_INSTRUCTIONS FOR THE TASK_
All lines in the data below carrying the string "positive" are to be located and copied.

Saved data entries
========

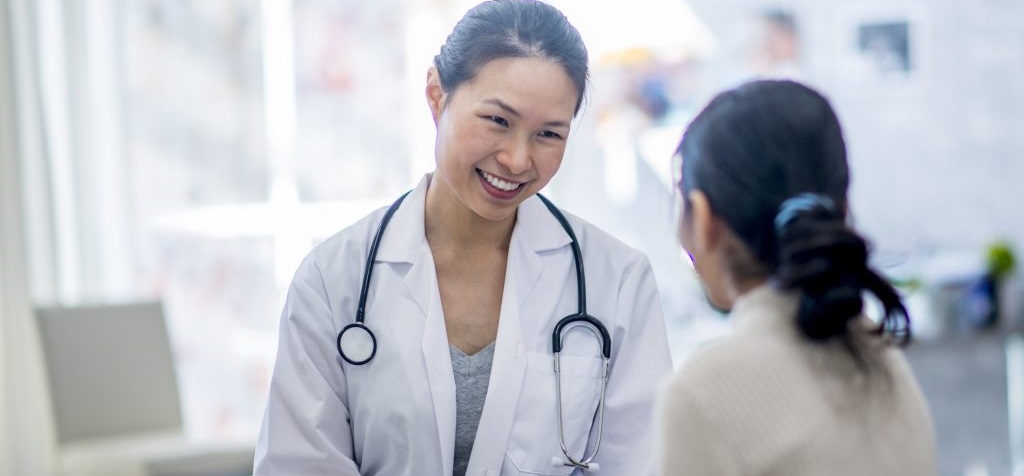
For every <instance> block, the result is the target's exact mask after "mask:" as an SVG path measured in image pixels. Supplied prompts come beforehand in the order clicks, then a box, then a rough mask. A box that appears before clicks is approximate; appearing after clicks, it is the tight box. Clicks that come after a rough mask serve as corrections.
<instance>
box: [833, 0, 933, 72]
mask: <svg viewBox="0 0 1024 476" xmlns="http://www.w3.org/2000/svg"><path fill="white" fill-rule="evenodd" d="M926 8H927V7H926V6H925V5H924V4H921V3H897V2H888V3H857V4H849V5H848V6H846V7H845V8H841V9H839V10H838V15H839V24H840V28H838V29H837V32H839V35H840V38H839V39H838V42H837V44H838V45H839V54H837V55H836V58H837V60H838V61H839V64H837V68H836V71H837V72H838V74H839V75H840V79H841V80H843V81H845V82H849V83H854V84H858V85H862V86H864V87H865V88H871V89H872V90H877V89H876V88H880V87H881V88H884V89H885V88H888V89H900V90H902V89H906V90H914V89H920V88H922V87H924V85H925V83H926V82H927V80H928V75H929V70H930V68H929V45H928V43H927V41H928V35H927V34H926V32H927V29H928V23H927V20H926V18H927V14H926V13H927V10H926Z"/></svg>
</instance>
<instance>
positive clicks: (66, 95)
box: [0, 0, 1024, 476]
mask: <svg viewBox="0 0 1024 476" xmlns="http://www.w3.org/2000/svg"><path fill="white" fill-rule="evenodd" d="M473 3H475V2H474V1H471V0H373V1H371V0H260V1H238V0H211V1H202V2H199V1H180V0H133V1H123V0H91V1H89V2H80V1H72V0H38V1H33V0H0V180H2V182H0V201H2V202H0V219H2V222H0V223H2V227H0V240H2V247H0V306H2V307H0V310H2V318H0V336H2V337H0V352H2V355H3V357H2V361H3V362H4V366H3V370H4V372H0V386H2V388H3V391H2V392H0V407H3V408H4V409H5V412H4V413H0V416H2V418H0V429H2V430H0V473H3V472H4V471H5V470H7V468H4V465H8V466H11V467H12V468H14V469H10V470H8V471H9V472H11V474H17V475H19V476H20V475H34V474H46V473H47V472H48V470H47V469H46V465H48V462H49V461H50V449H51V448H50V446H49V444H48V443H47V441H50V439H51V437H52V434H51V433H52V432H51V431H50V430H49V429H50V428H51V427H52V425H51V422H49V420H48V419H49V418H50V417H48V415H49V413H50V410H49V406H48V403H47V401H48V396H47V389H46V385H45V373H44V371H43V369H44V365H43V363H42V359H41V356H40V352H41V350H40V345H39V336H38V332H37V330H36V328H35V326H34V320H33V318H34V316H33V312H32V309H33V308H35V307H39V306H48V305H60V306H79V305H85V304H95V303H102V304H109V303H119V302H133V301H142V300H155V299H159V300H160V301H162V302H163V305H164V310H165V311H166V318H167V326H168V331H169V337H170V339H171V343H172V350H173V352H174V356H175V364H176V367H175V369H176V372H177V377H178V380H179V383H180V392H181V405H182V410H183V414H182V417H183V425H184V428H185V430H186V431H187V432H188V433H189V434H191V435H195V436H203V437H208V438H221V439H224V438H242V439H250V440H252V439H254V438H255V432H256V429H257V426H258V424H259V416H260V413H261V412H262V409H263V407H264V405H265V397H266V391H267V385H268V376H269V373H270V366H271V361H272V355H273V353H274V350H275V349H274V347H275V341H276V321H278V317H279V316H278V315H276V314H278V311H279V310H280V309H281V306H282V299H283V296H284V294H283V293H284V291H285V287H286V285H287V283H288V282H289V279H290V278H291V276H292V273H293V272H294V270H295V268H296V266H297V264H298V261H299V260H300V259H301V257H302V256H304V255H305V254H306V253H307V252H308V251H309V250H310V249H311V247H312V246H314V245H315V244H317V243H319V242H321V241H323V240H325V239H326V237H328V236H329V235H330V233H332V232H333V230H337V229H341V228H343V227H345V226H346V225H347V224H349V223H351V222H353V221H354V220H355V219H356V217H359V216H362V215H365V214H366V213H368V212H369V211H370V210H373V209H375V208H377V207H380V206H383V205H386V204H387V203H389V202H390V200H391V198H392V197H394V196H395V194H397V193H399V192H401V191H403V190H406V189H409V188H411V187H412V186H413V185H415V182H416V179H417V178H418V177H420V176H422V174H423V173H425V172H427V171H429V170H430V168H431V164H432V157H433V156H432V148H431V146H432V143H433V129H432V125H431V120H430V117H429V115H428V114H427V113H426V112H425V111H424V109H423V107H422V82H423V72H424V71H425V70H426V68H427V67H428V66H429V64H428V62H429V58H432V57H433V54H435V53H436V50H437V49H438V47H439V45H440V44H441V43H442V42H443V40H444V35H445V34H446V28H447V27H449V26H451V25H452V24H453V23H454V21H455V20H456V19H457V18H458V16H459V15H460V14H461V13H462V12H464V11H465V10H466V9H467V8H468V7H469V6H470V5H471V4H473ZM552 3H553V4H555V6H557V7H558V8H559V9H561V10H562V11H564V12H565V13H566V16H567V17H568V18H569V20H570V21H572V23H573V24H574V25H578V27H579V29H580V32H581V34H582V35H583V37H584V40H585V42H586V43H587V44H588V45H589V46H591V49H592V51H591V58H592V64H591V66H592V93H591V94H590V96H589V97H588V98H587V100H586V101H585V104H584V110H583V112H582V114H581V116H580V119H578V121H579V124H577V125H574V126H575V127H573V133H572V134H571V137H570V142H569V144H568V145H567V148H566V155H565V160H564V162H563V164H562V167H563V168H564V172H565V173H560V174H559V175H558V178H556V179H555V180H553V181H552V182H551V184H550V185H549V186H548V189H547V190H546V192H547V193H548V194H549V196H550V197H551V198H552V199H553V200H554V201H555V202H556V203H558V204H559V205H560V206H562V207H564V208H565V209H566V210H567V211H569V212H573V213H575V214H578V215H580V216H582V217H584V218H585V219H588V220H589V221H591V222H593V223H595V224H596V225H598V226H600V227H602V228H604V229H606V230H609V231H611V232H612V233H613V234H615V235H617V236H620V237H621V239H622V240H623V241H625V242H627V243H628V244H630V245H632V246H635V247H637V248H640V249H642V250H644V251H645V252H646V253H647V254H648V255H649V256H650V258H651V262H652V265H653V267H654V273H655V275H656V278H657V282H658V286H659V288H660V289H663V290H666V291H667V292H664V293H663V300H664V302H663V306H664V308H665V310H666V316H667V323H668V326H669V332H670V340H671V341H672V342H673V344H674V346H675V347H674V348H673V359H674V360H675V361H676V362H677V363H679V362H682V361H683V360H684V359H685V358H686V357H687V355H689V353H690V352H691V351H692V350H693V349H694V348H696V347H697V346H699V345H700V344H701V343H703V342H706V341H707V340H709V339H713V338H716V337H718V336H720V335H722V334H723V333H724V331H726V330H727V327H728V326H729V324H728V322H727V321H724V320H722V319H721V318H720V317H719V316H718V315H717V313H716V312H715V311H713V310H711V309H710V308H709V307H708V306H707V304H706V303H705V301H703V299H702V294H701V292H700V287H699V285H698V284H697V282H696V279H695V278H694V277H693V275H692V273H690V272H688V271H687V270H686V269H685V268H684V267H682V266H679V263H680V261H679V257H680V250H679V248H678V246H677V244H676V243H675V241H674V240H673V239H672V236H673V230H674V229H675V216H676V210H675V209H674V207H675V206H674V204H675V201H676V199H674V197H673V187H672V183H673V181H674V180H673V173H672V170H673V166H672V164H671V161H670V158H671V157H672V152H673V150H674V147H675V146H676V144H677V143H678V137H679V134H680V133H681V131H682V130H683V127H684V126H685V124H686V123H687V122H688V121H689V120H690V118H692V116H693V115H694V114H695V113H696V110H697V109H698V107H699V106H700V105H701V104H703V103H705V102H706V101H707V100H708V99H709V98H710V97H711V96H712V95H713V94H714V93H715V92H718V91H720V90H722V89H724V88H727V87H730V86H733V85H735V84H737V83H739V82H741V81H744V80H748V79H751V78H755V77H763V76H772V77H796V78H799V79H800V80H801V81H802V82H805V83H807V84H809V85H811V86H812V87H814V88H815V89H816V90H819V91H821V92H822V93H823V94H824V95H825V96H827V97H828V99H829V100H830V102H831V103H833V105H834V106H835V109H836V111H837V113H838V115H839V116H840V119H841V120H842V122H843V124H844V126H845V130H846V132H847V137H846V138H847V142H848V146H849V150H850V169H851V178H852V180H851V189H850V209H851V215H852V217H853V219H854V225H855V227H856V228H857V230H858V231H859V232H861V233H862V234H863V235H865V236H866V237H867V239H868V241H869V242H870V243H871V244H872V246H873V249H874V250H876V253H874V255H873V256H874V257H876V259H874V261H876V262H874V263H872V264H874V265H876V266H877V267H878V268H879V269H880V270H881V271H882V272H883V273H885V274H886V276H887V277H889V278H890V279H891V280H892V282H893V283H895V284H897V285H898V289H899V290H900V291H901V292H902V293H903V294H904V295H905V298H906V302H907V303H908V306H909V307H910V312H911V315H912V316H913V317H914V320H913V326H914V328H915V329H914V331H915V334H916V335H918V336H919V337H920V339H919V340H918V342H916V343H915V344H914V345H911V347H910V348H909V349H908V351H907V356H908V359H909V360H910V362H911V364H912V365H913V366H914V370H915V372H916V373H918V375H919V377H920V380H921V384H922V387H923V389H924V391H925V394H926V397H927V398H928V399H929V403H930V404H931V405H932V408H933V410H934V414H935V424H936V431H937V435H938V441H937V442H938V446H939V459H940V461H939V464H940V474H943V475H957V476H959V475H963V474H966V473H969V472H970V474H975V475H977V474H989V475H1001V474H1011V472H1012V471H1013V470H1012V467H1013V465H1015V463H1014V462H1017V463H1016V464H1017V465H1024V463H1022V462H1024V417H1020V416H1022V415H1024V397H1021V396H1016V397H1015V396H1014V395H1019V394H1021V393H1024V390H1021V389H1024V382H1021V378H1022V376H1024V371H1021V370H1020V369H1021V366H1020V365H1022V364H1021V363H1015V362H1017V361H1016V360H1014V358H1013V356H1014V355H1018V353H1017V350H1015V349H1017V348H1018V347H1015V345H1014V344H1013V342H1016V341H1014V340H1013V339H1010V340H1009V341H1008V336H1013V335H1014V334H1013V332H1014V331H1015V330H1017V329H1019V327H1020V326H1021V322H1022V321H1024V315H1022V314H1024V305H1022V304H1024V279H1022V278H1021V272H1020V266H1019V265H1016V263H1019V261H1020V259H1019V254H1020V251H1021V250H1024V220H1020V219H1017V217H1021V216H1024V200H1020V197H1021V193H1020V184H1021V183H1022V182H1024V159H1022V158H1024V135H1022V134H1020V131H1021V130H1022V129H1024V116H1022V115H1021V114H1020V111H1022V110H1024V82H1022V81H1020V78H1022V77H1024V50H1021V48H1020V45H1021V44H1024V29H1022V28H1021V27H1020V21H1019V18H1022V17H1024V3H1022V2H1011V1H1006V0H983V1H981V2H980V3H971V2H964V1H958V2H956V1H952V0H942V1H934V2H925V1H922V0H894V1H887V2H863V1H859V0H827V1H812V0H792V1H787V2H775V3H773V2H768V3H765V2H763V1H760V0H736V1H730V2H722V1H717V0H635V1H631V2H615V1H603V0H602V1H595V0H557V1H552ZM880 44H885V45H886V46H885V48H882V49H881V50H882V51H887V52H886V53H884V54H881V55H880V53H879V51H880V47H879V46H878V45H880ZM893 57H895V58H896V59H897V60H895V61H894V60H891V59H892V58H893ZM395 91H398V92H397V93H396V92H395ZM670 290H671V292H668V291H670ZM1008 342H1010V343H1011V344H1010V345H1007V343H1008ZM1015 365H1018V366H1015ZM1015 369H1016V371H1015ZM1014 392H1018V393H1014ZM14 408H17V409H16V410H14ZM1015 415H1016V416H1018V417H1017V418H1016V419H1015V418H1014V416H1015ZM1022 467H1024V466H1022ZM15 469H16V470H17V471H15ZM1018 471H1021V470H1018Z"/></svg>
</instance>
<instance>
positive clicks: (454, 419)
mask: <svg viewBox="0 0 1024 476" xmlns="http://www.w3.org/2000/svg"><path fill="white" fill-rule="evenodd" d="M429 180H430V176H429V175H427V176H425V177H424V178H423V180H421V181H420V184H419V185H417V187H416V188H415V189H413V191H412V192H411V193H410V194H409V197H408V198H406V201H404V202H402V204H401V207H400V208H398V210H397V211H396V212H395V214H394V217H393V218H392V219H391V222H390V223H389V224H388V230H387V233H385V237H384V240H383V241H382V242H381V246H380V249H379V251H378V253H377V261H378V262H392V263H408V264H410V265H411V267H410V268H409V271H408V272H407V273H406V276H404V278H403V283H404V286H406V293H407V295H408V296H409V297H410V298H412V300H413V301H414V302H415V303H416V305H417V307H419V309H420V311H421V312H422V316H425V318H426V321H425V322H424V330H423V341H422V343H421V348H420V351H421V352H422V353H423V360H422V361H423V362H424V366H423V367H419V366H418V365H417V366H415V367H411V369H409V372H422V370H424V369H425V370H426V374H427V380H428V381H429V382H430V394H429V396H428V398H429V399H430V402H431V404H432V405H433V408H434V418H435V419H436V425H437V441H438V443H437V444H438V446H437V449H436V450H437V451H439V455H440V456H441V458H440V460H441V464H442V471H441V473H440V474H452V471H453V460H454V458H455V412H456V408H455V404H456V400H455V374H454V373H453V371H452V356H451V354H450V353H449V348H447V333H446V331H445V328H444V312H443V310H442V308H441V300H440V292H439V291H438V288H437V272H436V271H435V268H434V259H433V255H432V254H431V253H430V247H429V246H428V245H427V241H426V235H425V233H424V221H423V220H424V206H425V203H426V190H427V185H428V183H429ZM408 317H409V318H421V316H408ZM410 361H411V362H418V361H420V360H419V359H411V360H410ZM424 471H426V472H432V471H434V470H430V469H424Z"/></svg>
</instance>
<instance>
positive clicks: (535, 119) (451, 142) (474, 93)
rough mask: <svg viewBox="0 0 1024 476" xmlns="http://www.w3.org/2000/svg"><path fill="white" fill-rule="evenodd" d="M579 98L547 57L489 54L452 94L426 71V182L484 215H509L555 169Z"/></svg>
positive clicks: (557, 69) (504, 219) (546, 181)
mask: <svg viewBox="0 0 1024 476" xmlns="http://www.w3.org/2000/svg"><path fill="white" fill-rule="evenodd" d="M578 97H579V92H578V91H577V89H575V86H574V85H573V83H572V81H571V79H570V78H569V76H568V75H567V74H566V73H565V70H564V69H563V68H562V67H561V66H559V64H557V63H555V62H553V61H551V60H549V59H545V58H537V57H525V58H522V57H505V58H498V59H493V60H490V61H488V62H486V63H485V64H483V67H481V68H480V69H479V71H478V73H477V75H476V77H475V78H473V79H472V80H470V81H467V82H465V83H463V84H462V85H460V86H459V87H457V88H456V90H455V91H454V92H449V91H442V90H441V88H440V84H439V78H438V76H437V72H436V70H433V69H431V71H430V73H429V74H428V76H427V99H428V102H429V104H430V109H431V113H432V115H433V117H434V123H435V124H436V126H437V138H436V142H435V145H434V157H435V160H436V165H437V168H436V170H435V171H434V177H433V181H432V182H431V186H432V187H433V186H439V187H441V189H440V190H438V191H442V193H441V196H445V197H449V198H451V199H453V200H455V201H456V202H458V203H459V204H461V205H462V206H463V207H465V208H466V209H468V210H470V211H472V212H473V213H475V214H476V215H478V216H479V217H482V218H484V219H488V220H505V219H510V218H513V217H514V216H515V211H516V208H517V207H518V206H519V204H521V203H522V202H523V201H524V200H526V199H527V198H529V197H530V196H532V194H534V193H537V192H538V191H539V190H540V189H541V188H543V187H544V186H545V185H546V184H547V183H548V181H550V180H551V178H552V177H554V175H555V172H557V171H558V167H559V166H560V165H561V162H562V155H563V154H564V153H565V142H566V140H567V139H568V134H569V126H570V123H571V121H572V115H573V112H574V110H575V104H577V99H578Z"/></svg>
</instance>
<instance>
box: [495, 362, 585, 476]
mask: <svg viewBox="0 0 1024 476" xmlns="http://www.w3.org/2000/svg"><path fill="white" fill-rule="evenodd" d="M553 363H554V357H553V356H552V354H550V353H541V352H527V363H526V378H525V380H524V382H523V389H522V393H521V394H520V396H519V406H518V408H516V414H515V421H514V423H513V424H512V434H511V437H510V439H509V449H508V452H507V455H506V457H507V459H508V460H509V461H510V462H511V464H512V465H513V466H514V468H515V469H516V471H518V472H519V473H520V474H540V475H555V476H557V475H567V474H570V473H571V472H572V468H571V467H567V466H560V465H559V466H556V465H555V464H553V463H552V460H553V459H555V458H557V459H559V460H564V458H565V456H564V455H563V453H562V449H561V445H560V443H559V436H558V409H557V405H558V401H557V399H556V398H555V373H554V367H553ZM601 365H602V360H601V359H600V358H598V357H582V356H574V355H562V357H561V382H562V384H561V385H562V391H561V393H562V417H563V419H564V422H565V423H564V432H565V444H566V447H567V448H568V449H569V451H570V453H571V455H572V457H573V458H577V459H579V458H581V457H582V456H583V451H584V449H585V447H586V446H587V440H588V437H589V435H590V431H591V428H592V427H593V425H594V423H595V419H594V417H595V412H596V410H597V404H598V401H599V400H600V396H601Z"/></svg>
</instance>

========

_RESPONSE BELOW_
positive clicks: (66, 95)
positive clicks: (454, 419)
positive clicks: (535, 119) (451, 142) (474, 93)
positive clicks: (557, 69) (504, 219) (546, 181)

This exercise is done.